REQUIREMENTS » Find every line in the entries that contains the word "yellow" and copy each of those lines.

SOURCE MATERIAL »
---*---

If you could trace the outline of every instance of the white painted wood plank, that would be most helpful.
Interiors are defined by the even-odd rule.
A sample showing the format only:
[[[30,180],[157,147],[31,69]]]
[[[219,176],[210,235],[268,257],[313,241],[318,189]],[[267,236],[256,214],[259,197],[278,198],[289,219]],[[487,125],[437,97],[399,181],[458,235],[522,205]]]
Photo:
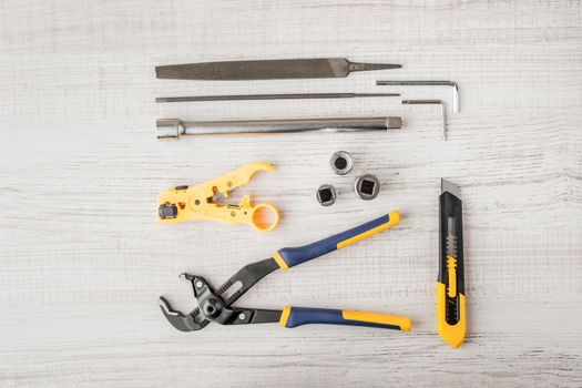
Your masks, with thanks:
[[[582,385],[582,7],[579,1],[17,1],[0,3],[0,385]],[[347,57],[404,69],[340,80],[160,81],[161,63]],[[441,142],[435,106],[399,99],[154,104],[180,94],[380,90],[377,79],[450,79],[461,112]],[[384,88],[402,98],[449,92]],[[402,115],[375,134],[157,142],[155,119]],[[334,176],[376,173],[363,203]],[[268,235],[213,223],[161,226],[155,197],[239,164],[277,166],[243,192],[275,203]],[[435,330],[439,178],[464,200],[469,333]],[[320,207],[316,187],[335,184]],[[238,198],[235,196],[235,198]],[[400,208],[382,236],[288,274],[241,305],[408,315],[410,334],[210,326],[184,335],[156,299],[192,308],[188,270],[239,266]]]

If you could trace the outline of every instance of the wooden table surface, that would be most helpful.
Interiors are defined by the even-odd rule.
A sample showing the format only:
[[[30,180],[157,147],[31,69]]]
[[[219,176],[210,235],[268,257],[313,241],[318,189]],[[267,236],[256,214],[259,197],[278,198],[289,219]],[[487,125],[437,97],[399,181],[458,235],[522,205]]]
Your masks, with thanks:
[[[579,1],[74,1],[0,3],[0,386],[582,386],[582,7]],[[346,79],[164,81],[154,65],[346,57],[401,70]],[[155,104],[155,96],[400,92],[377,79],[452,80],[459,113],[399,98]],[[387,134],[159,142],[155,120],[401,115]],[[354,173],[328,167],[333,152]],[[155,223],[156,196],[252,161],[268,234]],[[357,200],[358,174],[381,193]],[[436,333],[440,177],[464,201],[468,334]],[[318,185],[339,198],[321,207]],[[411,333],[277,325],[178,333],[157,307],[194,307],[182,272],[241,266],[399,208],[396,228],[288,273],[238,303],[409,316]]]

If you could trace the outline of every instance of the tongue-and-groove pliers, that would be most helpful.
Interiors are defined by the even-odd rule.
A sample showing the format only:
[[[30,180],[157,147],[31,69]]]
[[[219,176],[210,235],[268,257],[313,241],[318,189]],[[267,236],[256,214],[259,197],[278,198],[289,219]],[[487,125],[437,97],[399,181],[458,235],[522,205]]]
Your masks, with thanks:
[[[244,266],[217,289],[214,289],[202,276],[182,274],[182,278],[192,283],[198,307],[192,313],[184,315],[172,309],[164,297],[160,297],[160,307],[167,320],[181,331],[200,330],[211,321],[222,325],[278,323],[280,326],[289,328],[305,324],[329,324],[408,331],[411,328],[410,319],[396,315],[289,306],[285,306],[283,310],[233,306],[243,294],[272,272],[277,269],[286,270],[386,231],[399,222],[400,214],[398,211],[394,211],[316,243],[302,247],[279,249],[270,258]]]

---*---

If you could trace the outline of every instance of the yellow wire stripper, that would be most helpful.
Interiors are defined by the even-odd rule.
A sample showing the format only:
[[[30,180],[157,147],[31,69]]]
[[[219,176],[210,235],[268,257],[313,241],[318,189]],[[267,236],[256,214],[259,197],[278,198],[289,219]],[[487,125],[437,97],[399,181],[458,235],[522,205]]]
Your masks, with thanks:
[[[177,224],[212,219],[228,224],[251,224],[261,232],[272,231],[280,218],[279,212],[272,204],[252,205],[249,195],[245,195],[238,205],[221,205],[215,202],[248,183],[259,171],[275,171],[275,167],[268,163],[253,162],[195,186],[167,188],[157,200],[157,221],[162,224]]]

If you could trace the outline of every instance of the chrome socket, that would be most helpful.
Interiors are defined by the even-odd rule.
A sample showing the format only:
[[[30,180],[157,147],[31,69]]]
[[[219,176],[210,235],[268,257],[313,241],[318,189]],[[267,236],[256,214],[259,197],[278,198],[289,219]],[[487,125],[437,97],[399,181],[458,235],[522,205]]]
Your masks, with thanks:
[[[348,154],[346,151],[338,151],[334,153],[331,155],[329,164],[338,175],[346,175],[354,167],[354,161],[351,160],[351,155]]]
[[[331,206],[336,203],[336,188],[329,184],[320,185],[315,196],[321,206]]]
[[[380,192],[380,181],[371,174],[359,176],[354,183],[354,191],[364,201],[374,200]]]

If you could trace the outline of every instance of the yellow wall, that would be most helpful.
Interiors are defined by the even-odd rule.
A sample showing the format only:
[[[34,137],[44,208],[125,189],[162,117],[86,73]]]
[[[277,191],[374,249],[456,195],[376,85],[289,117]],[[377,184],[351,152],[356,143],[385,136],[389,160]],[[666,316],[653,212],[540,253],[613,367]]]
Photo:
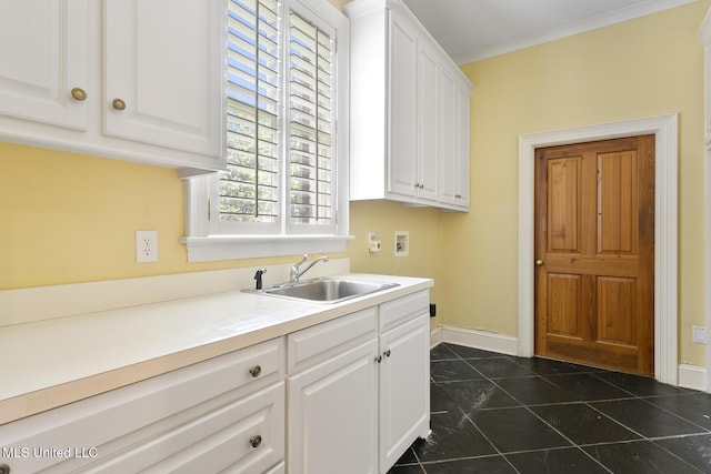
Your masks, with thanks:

---*---

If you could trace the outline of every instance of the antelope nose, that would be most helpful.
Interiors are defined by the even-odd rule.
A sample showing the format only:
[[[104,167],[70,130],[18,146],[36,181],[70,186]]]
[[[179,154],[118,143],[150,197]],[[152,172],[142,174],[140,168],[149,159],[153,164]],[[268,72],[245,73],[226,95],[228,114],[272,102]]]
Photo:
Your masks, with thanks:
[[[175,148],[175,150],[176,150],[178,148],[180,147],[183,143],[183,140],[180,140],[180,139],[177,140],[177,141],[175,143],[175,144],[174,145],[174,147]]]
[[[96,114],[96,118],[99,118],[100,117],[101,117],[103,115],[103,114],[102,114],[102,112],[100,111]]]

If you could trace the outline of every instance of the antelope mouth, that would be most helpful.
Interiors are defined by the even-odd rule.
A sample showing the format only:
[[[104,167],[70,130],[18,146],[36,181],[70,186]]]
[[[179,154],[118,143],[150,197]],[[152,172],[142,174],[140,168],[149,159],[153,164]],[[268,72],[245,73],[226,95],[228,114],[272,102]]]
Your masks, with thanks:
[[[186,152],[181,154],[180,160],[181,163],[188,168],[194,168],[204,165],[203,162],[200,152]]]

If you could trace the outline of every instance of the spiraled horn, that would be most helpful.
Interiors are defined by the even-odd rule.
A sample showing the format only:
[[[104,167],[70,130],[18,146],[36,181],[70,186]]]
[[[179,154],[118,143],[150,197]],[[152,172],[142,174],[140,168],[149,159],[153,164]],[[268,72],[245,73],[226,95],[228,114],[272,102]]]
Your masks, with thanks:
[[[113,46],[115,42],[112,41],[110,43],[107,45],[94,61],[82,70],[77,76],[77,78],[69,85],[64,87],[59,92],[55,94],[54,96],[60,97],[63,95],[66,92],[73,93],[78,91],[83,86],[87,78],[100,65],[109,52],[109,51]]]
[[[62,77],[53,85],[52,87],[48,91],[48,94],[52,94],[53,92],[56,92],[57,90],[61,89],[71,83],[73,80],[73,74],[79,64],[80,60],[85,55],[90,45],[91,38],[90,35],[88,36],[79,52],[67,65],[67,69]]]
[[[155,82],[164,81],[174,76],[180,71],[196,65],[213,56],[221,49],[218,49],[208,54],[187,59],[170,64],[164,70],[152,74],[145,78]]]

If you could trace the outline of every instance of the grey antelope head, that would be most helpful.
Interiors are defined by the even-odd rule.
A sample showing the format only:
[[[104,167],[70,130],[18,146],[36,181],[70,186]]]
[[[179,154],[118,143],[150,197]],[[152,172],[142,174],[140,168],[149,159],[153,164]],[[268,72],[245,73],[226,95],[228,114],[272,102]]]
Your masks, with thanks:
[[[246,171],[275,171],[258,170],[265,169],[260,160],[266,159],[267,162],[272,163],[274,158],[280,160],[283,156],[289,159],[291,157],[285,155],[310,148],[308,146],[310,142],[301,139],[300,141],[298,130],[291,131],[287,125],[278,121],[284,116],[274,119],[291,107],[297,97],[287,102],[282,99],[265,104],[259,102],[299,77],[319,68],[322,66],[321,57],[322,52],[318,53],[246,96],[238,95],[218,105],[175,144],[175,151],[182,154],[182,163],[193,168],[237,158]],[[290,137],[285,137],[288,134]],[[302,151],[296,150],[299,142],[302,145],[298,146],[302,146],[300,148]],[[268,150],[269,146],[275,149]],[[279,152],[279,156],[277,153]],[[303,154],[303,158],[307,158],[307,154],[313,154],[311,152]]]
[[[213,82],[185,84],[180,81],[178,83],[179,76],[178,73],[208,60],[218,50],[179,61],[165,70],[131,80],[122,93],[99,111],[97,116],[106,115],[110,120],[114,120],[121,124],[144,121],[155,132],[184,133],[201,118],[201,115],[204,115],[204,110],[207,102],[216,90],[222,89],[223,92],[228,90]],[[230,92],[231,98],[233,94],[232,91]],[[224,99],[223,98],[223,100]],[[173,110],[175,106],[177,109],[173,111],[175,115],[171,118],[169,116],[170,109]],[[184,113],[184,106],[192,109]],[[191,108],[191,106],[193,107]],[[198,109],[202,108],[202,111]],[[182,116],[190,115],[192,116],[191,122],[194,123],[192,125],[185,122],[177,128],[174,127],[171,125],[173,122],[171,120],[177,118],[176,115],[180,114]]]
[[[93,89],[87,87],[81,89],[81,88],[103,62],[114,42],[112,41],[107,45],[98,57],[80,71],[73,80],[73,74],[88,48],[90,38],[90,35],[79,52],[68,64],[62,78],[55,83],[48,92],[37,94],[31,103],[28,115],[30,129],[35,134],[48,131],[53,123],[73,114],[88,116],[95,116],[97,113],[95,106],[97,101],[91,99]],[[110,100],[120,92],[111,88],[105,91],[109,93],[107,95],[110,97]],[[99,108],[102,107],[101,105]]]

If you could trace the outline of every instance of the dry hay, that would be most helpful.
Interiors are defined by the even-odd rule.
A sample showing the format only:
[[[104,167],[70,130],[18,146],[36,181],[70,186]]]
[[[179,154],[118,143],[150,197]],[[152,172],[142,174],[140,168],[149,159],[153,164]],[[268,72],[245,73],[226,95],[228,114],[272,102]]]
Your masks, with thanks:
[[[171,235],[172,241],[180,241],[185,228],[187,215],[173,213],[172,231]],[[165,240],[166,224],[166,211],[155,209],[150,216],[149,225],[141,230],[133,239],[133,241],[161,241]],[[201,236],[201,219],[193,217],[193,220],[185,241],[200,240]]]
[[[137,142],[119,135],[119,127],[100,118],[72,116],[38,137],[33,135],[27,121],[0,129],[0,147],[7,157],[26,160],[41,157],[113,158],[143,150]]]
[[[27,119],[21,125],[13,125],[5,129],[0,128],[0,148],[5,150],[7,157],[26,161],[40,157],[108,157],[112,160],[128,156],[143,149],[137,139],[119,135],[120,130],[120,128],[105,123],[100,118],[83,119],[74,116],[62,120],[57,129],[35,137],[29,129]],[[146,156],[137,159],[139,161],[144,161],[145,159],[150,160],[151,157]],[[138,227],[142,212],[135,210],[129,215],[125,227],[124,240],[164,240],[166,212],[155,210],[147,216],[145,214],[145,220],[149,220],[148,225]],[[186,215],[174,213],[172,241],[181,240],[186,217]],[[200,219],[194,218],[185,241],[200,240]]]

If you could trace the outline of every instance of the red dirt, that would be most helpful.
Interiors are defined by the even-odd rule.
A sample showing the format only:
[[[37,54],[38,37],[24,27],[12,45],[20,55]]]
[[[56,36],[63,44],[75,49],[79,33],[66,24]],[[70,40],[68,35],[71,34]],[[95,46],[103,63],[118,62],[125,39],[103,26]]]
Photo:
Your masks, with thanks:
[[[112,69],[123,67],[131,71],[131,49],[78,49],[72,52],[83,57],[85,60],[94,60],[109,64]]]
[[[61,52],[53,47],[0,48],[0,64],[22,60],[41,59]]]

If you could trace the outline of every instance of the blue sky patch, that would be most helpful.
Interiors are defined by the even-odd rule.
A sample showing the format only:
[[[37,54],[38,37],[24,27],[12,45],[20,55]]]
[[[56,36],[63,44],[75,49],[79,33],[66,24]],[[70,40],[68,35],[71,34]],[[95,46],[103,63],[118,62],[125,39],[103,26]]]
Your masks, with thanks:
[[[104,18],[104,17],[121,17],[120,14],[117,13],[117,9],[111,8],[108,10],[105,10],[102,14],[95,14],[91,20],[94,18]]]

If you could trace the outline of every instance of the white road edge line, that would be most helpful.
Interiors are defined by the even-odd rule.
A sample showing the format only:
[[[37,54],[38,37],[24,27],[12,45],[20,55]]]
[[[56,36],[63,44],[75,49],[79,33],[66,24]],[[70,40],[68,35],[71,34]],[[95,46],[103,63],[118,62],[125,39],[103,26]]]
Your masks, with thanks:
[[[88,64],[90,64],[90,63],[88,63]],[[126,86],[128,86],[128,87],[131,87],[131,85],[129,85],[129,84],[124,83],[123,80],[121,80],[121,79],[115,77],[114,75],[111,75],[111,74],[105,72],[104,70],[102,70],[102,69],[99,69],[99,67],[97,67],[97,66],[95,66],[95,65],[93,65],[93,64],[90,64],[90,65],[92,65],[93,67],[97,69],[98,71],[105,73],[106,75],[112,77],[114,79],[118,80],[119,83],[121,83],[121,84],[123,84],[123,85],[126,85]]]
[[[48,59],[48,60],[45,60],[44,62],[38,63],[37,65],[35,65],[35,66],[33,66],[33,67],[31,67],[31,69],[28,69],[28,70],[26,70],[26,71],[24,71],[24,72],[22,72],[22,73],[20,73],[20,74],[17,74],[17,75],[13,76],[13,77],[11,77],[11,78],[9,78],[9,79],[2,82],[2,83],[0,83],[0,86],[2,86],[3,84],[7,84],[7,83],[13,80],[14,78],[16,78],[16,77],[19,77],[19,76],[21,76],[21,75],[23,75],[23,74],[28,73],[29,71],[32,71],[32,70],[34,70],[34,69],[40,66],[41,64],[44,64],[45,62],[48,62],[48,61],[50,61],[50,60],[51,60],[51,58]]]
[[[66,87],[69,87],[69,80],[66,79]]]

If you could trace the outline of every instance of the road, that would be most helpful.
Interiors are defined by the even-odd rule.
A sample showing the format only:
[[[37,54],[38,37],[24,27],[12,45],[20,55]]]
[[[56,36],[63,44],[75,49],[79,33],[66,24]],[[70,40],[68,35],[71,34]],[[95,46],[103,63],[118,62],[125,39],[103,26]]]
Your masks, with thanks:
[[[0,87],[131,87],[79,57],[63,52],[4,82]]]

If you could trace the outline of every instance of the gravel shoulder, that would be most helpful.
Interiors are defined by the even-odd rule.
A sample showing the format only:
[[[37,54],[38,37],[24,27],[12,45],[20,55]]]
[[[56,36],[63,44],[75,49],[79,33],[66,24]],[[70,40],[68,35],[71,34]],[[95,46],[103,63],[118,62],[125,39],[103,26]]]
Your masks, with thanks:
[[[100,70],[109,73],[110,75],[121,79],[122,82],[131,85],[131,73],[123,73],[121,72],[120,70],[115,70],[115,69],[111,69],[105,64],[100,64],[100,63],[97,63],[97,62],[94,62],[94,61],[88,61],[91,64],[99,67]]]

---*---

FULL SOLUTION »
If you could trace the outline of every instance of the yellow wire stripper, that would be most helpful.
If you could trace the outline of every instance of the yellow wall, that would be most helpful.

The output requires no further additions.